[Start]

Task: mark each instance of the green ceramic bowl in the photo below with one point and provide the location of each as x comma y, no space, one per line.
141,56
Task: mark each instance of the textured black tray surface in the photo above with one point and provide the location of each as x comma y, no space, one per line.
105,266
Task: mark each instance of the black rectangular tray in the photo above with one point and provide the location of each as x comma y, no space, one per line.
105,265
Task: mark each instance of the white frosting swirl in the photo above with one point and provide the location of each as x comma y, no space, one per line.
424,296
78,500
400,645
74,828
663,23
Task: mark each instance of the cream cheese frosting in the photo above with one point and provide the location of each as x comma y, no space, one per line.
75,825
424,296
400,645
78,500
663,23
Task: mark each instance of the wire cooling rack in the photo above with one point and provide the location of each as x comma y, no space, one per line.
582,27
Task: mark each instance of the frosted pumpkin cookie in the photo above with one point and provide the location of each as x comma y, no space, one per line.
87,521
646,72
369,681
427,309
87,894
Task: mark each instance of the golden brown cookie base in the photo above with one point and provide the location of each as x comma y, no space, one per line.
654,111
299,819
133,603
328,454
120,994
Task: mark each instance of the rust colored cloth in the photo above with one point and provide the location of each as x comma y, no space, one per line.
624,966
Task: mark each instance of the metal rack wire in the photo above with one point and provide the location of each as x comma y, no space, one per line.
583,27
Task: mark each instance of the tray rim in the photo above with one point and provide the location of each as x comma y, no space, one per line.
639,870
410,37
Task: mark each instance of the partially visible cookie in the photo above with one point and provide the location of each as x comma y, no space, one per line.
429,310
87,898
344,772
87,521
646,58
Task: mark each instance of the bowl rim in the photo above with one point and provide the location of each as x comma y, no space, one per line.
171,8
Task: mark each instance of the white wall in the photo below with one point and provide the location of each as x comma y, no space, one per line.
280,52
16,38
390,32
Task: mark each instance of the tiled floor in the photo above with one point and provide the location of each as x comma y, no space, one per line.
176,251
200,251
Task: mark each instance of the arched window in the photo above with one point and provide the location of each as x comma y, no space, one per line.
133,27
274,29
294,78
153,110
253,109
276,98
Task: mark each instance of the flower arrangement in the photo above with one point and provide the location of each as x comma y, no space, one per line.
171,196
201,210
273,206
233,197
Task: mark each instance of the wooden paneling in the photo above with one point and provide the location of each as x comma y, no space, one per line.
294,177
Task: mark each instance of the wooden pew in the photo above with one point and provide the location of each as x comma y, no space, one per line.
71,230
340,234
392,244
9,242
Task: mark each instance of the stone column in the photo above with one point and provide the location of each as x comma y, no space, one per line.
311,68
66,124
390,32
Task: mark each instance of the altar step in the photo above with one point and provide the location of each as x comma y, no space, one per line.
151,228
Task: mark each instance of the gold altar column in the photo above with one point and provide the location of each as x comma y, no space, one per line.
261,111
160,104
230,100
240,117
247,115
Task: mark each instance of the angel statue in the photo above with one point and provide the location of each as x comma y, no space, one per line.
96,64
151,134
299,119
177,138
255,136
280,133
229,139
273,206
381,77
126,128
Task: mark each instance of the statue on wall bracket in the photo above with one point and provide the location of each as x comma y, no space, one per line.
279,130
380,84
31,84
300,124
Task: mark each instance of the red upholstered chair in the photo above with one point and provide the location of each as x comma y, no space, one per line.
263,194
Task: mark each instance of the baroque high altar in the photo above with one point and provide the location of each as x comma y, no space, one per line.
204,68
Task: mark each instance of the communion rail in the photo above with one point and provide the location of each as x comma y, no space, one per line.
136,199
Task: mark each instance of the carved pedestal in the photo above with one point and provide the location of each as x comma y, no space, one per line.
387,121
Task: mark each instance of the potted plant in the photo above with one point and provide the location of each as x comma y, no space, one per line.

[End]

▶ What the exercise asks: Copy the listing again, starting at the line that contains "Task: mark each instance of the carved" and ending at the end of the listing, with "pedestal" changed to "plinth" and nothing else altered.

▶ Answer below:
Task: mark each instance of the carved plinth in the photo above with one point and provide the location of each as x comma y, no space, one per line.
387,121
Task: mark each instance of the potted plant in the photo above with one point and provide the location of each as x comma y, no space, one per line.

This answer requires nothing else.